[Source data]
▬▬▬▬▬▬▬▬▬▬
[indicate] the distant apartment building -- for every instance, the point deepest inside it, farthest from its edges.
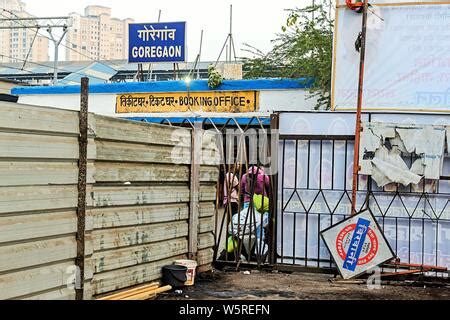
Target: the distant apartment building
(97, 36)
(15, 43)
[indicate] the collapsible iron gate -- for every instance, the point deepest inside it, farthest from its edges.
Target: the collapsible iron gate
(314, 192)
(246, 236)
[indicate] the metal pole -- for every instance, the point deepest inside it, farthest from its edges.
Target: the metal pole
(199, 55)
(82, 173)
(150, 67)
(359, 107)
(56, 43)
(231, 31)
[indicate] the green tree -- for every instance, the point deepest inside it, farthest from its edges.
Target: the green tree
(302, 50)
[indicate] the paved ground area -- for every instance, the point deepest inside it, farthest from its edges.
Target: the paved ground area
(262, 285)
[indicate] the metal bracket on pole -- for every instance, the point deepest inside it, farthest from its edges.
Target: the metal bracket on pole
(359, 107)
(82, 180)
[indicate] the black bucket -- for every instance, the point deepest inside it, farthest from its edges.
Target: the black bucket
(174, 275)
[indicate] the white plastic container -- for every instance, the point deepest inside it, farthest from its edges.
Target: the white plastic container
(190, 273)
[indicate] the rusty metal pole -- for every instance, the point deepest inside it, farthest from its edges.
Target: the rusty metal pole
(194, 185)
(82, 173)
(359, 106)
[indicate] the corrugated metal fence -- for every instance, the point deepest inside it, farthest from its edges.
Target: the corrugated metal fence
(138, 198)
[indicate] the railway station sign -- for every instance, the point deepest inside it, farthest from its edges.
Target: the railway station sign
(157, 42)
(357, 245)
(208, 101)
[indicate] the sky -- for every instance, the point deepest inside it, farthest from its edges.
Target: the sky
(255, 22)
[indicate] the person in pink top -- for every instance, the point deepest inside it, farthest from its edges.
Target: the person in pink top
(231, 184)
(255, 181)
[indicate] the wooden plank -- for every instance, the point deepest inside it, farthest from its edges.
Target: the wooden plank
(207, 209)
(125, 196)
(148, 133)
(138, 172)
(81, 185)
(205, 240)
(130, 292)
(209, 174)
(32, 118)
(206, 225)
(130, 256)
(129, 152)
(137, 215)
(127, 277)
(41, 173)
(27, 198)
(36, 253)
(21, 145)
(131, 236)
(148, 294)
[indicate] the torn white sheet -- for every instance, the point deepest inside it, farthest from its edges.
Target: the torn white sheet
(374, 134)
(383, 144)
(429, 143)
(388, 166)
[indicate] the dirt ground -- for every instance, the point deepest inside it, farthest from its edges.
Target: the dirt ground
(267, 285)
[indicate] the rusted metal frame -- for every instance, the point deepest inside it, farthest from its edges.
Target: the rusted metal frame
(194, 184)
(82, 181)
(359, 106)
(316, 137)
(273, 204)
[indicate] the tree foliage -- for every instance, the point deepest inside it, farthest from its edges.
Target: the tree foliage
(302, 50)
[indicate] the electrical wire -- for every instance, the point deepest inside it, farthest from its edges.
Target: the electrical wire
(62, 44)
(38, 64)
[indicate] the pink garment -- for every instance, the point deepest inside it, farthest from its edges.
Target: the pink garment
(233, 183)
(262, 182)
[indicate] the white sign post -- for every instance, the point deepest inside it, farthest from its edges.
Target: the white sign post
(357, 245)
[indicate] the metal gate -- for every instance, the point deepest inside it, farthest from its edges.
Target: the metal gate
(314, 192)
(242, 233)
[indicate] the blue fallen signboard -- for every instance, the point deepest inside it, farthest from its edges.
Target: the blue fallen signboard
(357, 244)
(157, 42)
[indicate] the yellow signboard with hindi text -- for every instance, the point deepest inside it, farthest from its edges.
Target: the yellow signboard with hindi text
(214, 101)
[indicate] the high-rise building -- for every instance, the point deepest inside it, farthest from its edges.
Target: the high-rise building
(97, 36)
(15, 44)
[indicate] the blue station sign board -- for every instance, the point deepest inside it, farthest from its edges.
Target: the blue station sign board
(157, 42)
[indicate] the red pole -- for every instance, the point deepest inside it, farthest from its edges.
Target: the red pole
(359, 106)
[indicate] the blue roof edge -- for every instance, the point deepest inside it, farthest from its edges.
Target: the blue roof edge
(171, 86)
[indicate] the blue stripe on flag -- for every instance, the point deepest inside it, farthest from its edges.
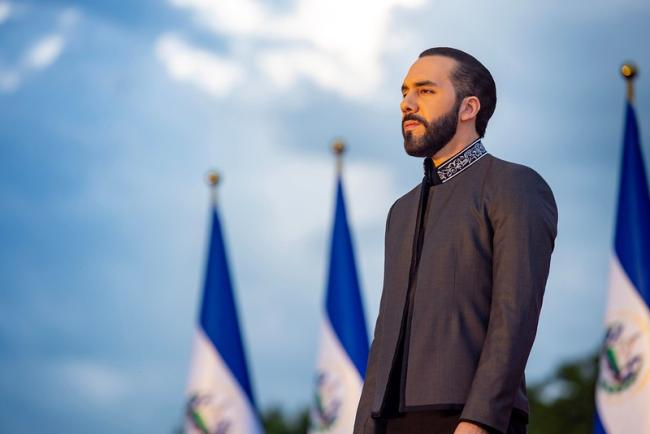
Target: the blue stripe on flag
(632, 239)
(218, 311)
(343, 301)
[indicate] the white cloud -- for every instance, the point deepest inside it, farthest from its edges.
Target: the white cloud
(45, 52)
(336, 44)
(205, 70)
(5, 11)
(69, 17)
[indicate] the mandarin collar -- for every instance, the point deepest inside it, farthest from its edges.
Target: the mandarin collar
(454, 165)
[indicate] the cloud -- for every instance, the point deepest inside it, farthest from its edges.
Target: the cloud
(45, 52)
(203, 69)
(41, 54)
(304, 42)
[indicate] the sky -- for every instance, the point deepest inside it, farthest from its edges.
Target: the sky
(111, 113)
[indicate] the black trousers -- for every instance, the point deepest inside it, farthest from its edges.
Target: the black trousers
(435, 422)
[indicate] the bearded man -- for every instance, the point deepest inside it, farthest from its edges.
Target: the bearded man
(467, 255)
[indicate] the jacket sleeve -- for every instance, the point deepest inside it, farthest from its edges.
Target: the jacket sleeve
(523, 216)
(364, 409)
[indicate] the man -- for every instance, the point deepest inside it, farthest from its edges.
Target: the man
(467, 256)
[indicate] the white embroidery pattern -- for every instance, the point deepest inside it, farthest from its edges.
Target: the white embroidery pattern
(461, 161)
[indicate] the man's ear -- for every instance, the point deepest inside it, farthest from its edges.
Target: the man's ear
(469, 108)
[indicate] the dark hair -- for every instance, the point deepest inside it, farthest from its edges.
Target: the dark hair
(470, 78)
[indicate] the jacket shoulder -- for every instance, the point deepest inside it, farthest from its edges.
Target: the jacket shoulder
(508, 177)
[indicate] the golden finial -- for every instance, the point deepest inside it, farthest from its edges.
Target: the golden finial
(213, 178)
(629, 71)
(338, 147)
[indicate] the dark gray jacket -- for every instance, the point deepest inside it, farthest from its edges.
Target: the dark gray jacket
(490, 231)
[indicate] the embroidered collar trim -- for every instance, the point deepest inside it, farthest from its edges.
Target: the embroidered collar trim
(461, 161)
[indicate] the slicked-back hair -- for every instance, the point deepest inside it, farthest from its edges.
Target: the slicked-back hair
(470, 78)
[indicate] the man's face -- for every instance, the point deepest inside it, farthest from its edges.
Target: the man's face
(429, 107)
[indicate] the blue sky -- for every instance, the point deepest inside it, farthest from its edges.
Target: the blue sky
(111, 113)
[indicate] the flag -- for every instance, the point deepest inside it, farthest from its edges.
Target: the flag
(219, 394)
(343, 351)
(623, 385)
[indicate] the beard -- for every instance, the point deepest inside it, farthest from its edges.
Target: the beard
(436, 134)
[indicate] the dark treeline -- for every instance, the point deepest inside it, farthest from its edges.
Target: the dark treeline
(561, 404)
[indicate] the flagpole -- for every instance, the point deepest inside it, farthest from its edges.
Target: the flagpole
(213, 178)
(629, 72)
(338, 147)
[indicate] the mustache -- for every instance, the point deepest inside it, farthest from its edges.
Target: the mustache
(414, 117)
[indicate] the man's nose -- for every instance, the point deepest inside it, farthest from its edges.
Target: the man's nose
(408, 104)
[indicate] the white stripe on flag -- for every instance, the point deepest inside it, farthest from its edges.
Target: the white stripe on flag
(338, 387)
(216, 402)
(623, 389)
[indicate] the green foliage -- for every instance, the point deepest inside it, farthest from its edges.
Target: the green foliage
(562, 404)
(276, 422)
(565, 403)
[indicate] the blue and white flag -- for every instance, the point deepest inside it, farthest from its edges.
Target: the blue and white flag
(219, 394)
(623, 387)
(343, 354)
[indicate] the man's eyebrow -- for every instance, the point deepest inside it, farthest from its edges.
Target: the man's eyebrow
(420, 84)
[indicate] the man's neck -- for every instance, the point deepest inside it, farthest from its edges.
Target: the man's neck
(452, 148)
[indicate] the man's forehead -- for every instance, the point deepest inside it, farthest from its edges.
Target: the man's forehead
(430, 68)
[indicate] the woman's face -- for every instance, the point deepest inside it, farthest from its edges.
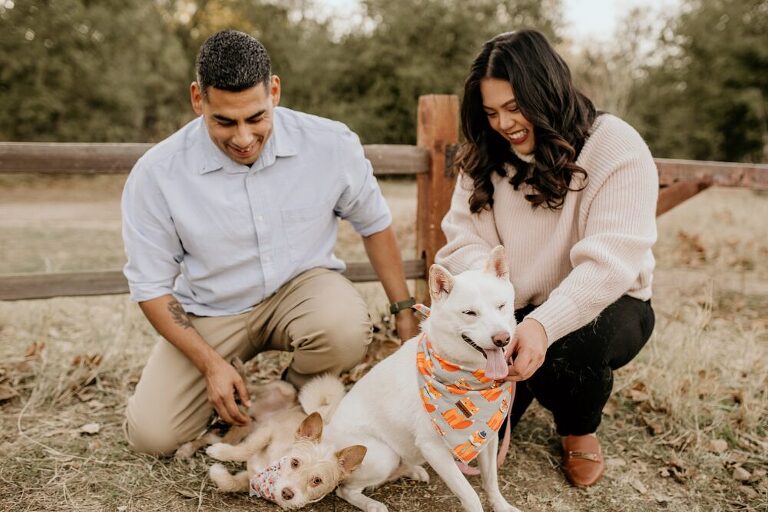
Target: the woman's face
(504, 116)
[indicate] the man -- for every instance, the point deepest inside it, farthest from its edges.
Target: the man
(229, 227)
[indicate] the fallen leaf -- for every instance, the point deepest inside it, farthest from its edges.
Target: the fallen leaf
(655, 426)
(34, 350)
(638, 486)
(718, 445)
(188, 494)
(95, 404)
(90, 428)
(741, 474)
(748, 492)
(615, 462)
(7, 392)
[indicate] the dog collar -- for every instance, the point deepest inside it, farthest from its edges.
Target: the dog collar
(263, 484)
(464, 406)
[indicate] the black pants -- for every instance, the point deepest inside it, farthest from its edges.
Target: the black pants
(576, 379)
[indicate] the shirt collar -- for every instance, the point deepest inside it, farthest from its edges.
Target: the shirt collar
(281, 143)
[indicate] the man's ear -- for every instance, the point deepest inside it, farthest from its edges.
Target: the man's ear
(196, 97)
(311, 428)
(440, 282)
(274, 90)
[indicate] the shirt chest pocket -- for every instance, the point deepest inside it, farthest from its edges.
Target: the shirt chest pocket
(307, 229)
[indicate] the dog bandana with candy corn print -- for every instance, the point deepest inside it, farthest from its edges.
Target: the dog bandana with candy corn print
(263, 483)
(465, 406)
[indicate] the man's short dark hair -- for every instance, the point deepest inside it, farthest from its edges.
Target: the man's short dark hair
(232, 61)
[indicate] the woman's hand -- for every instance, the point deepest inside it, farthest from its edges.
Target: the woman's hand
(223, 382)
(526, 352)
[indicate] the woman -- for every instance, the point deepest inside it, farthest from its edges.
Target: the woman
(571, 194)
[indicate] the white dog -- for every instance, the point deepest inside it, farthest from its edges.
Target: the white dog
(451, 406)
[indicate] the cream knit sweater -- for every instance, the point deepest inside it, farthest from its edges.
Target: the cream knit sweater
(577, 260)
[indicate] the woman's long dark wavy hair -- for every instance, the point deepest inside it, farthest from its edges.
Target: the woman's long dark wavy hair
(561, 117)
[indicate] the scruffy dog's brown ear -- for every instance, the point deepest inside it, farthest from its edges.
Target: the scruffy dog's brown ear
(350, 458)
(311, 428)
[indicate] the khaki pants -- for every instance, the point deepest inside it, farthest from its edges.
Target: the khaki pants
(318, 315)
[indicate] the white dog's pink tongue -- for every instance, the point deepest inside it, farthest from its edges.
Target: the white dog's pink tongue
(495, 365)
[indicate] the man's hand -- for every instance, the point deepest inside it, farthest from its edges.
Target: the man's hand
(223, 382)
(407, 324)
(526, 352)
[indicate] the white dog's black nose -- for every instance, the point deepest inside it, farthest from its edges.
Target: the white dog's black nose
(501, 339)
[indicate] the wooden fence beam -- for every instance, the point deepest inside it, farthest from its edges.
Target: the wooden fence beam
(112, 282)
(118, 158)
(438, 129)
(722, 174)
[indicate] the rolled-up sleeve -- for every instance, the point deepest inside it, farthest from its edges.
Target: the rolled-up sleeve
▬▬▬▬▬▬▬▬▬▬
YOUR INSTRUCTIONS. Lines from the one containing "[indicate] the khaki" through the final line are to be given again verbatim, with nothing before or after.

REPLY.
[indicate] the khaki pants -- for every instance, the point deepest inside it, farthest from its edges.
Target: the khaki pants
(318, 315)
[indicate] the white dog's pink tongue -- for every instance, the point deepest inside it, farthest from its edges.
Target: the white dog's pink tongue
(495, 365)
[indicate] the man's hand -- for every instance, the point deepest inside it, farthest from its edges.
Target: the man's hand
(223, 382)
(407, 324)
(526, 352)
[indicate] the white dog's black nose -- for every instance, the point deepest inside it, farthest from its edges.
Target: the white dog's black nose
(501, 339)
[indicate] the wooden fence beam -- for every instance, the point deepest inside it, farthest from its edges.
Target: the wooden fence beam
(112, 282)
(118, 158)
(438, 129)
(722, 174)
[indicate] the rolled-up sleeve -- for every instance, the point deepest inside it, farthest from its edges.
Target: the rolled-up sleeve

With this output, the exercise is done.